Stored data entries:

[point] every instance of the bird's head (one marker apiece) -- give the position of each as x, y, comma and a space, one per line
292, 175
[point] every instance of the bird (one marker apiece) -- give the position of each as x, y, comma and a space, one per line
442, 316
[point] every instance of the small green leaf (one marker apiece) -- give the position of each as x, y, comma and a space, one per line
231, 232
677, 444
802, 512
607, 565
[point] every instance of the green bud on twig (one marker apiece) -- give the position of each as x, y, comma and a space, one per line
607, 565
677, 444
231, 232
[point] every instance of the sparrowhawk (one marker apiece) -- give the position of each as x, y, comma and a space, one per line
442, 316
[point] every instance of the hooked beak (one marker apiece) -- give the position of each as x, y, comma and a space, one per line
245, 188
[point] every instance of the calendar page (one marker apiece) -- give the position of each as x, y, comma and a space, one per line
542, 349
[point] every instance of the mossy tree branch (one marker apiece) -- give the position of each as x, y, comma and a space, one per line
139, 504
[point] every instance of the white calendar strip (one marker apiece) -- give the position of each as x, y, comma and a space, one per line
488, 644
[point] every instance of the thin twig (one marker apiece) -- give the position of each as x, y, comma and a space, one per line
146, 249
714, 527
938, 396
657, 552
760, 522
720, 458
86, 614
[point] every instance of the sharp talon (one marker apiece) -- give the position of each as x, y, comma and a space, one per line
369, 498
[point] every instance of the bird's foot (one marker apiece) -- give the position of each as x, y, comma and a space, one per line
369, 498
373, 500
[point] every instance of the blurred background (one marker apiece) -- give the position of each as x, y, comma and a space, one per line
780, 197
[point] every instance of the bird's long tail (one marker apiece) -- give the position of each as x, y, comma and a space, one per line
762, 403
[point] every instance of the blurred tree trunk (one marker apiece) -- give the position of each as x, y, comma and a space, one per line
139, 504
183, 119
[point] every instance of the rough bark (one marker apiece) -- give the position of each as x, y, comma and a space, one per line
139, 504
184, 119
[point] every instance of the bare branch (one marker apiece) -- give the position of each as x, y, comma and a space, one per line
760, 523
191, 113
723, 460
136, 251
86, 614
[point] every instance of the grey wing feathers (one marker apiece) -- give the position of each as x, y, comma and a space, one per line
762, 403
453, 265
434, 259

## [WHAT YOU SHOULD DO]
Could you copy every record above exactly as written?

## [ANSWER FOR THIS EXERCISE]
[point] every instance of the bird's head (one marker apiece) -- give the position of each as x, y, comma and a space, one per line
292, 175
[point] every instance of the bird (one marker apiece) -- give the position of each as x, y, comma and a space, one per line
442, 316
[point] every instance of the small green leaf (one marker apiece) -- give the position of each as x, y, comma and a space, one per line
231, 232
677, 444
802, 512
607, 565
[point] every instance of the green bud on twig (one marker apiece) -- give the position of each as x, y, comma and a space, one per line
607, 565
677, 444
231, 232
[point] every instance of the sparrowhawk (one marker apiece) -- give the position of each as x, y, comma and a space, one per line
442, 316
[point] every instance of the hooked beak (one marker apiece) -- give the position of each as x, y, comma and a space, one per line
245, 188
[point] every instance of the calendar page (one marker apiece) -- give the position of each as x, y, comma and a space, one per line
542, 349
[point] every instance of the mossy tree branch (one marker apiece) -- give the position of each as x, y, comma and a space, one per line
139, 504
[point] every instance of the white calendar strip (one marker apiece) -- give the position of each as x, y, comma and a space, one per line
488, 644
[point] every instance of the thin twig (one marker apiece) -- give the position of each as x, y, comma and a space, one per line
146, 249
714, 527
938, 396
657, 552
760, 522
720, 458
86, 614
[point] every instance of the sharp talon (one marker apiece) -- give the position of each as x, y, comma and a space, one per line
369, 498
[point] every instance of the bird's foot (one marker apiece) -- give the position of each as x, y, comma and a space, one per line
369, 498
373, 500
[point] every instance of the blurred background (one marker apiece) -- give the position of each as x, y, comma and a space, one per line
780, 197
[point] every instance of the bird's long tail (one marker apiece) -- give the position of each as x, y, comma and a space, one per line
762, 403
[point] every instance of the blurred tree trunk (one marker apiece) -- give the position of each as x, y, comma and a space, one per line
139, 504
183, 119
[point] every instance of the rough bark (one marker apiece) -- give the position of each as x, y, comma and a space, one per line
139, 504
184, 119
[point] every instance of the bare branch (one marker apiece) -- give the position of each as x, y, comma and a space, one per line
760, 523
191, 113
723, 460
136, 251
86, 614
[point] every instance of the grey wing feathers (one marker apiece) -- give the position of each as x, y, comma and a space, one per line
762, 403
453, 265
434, 259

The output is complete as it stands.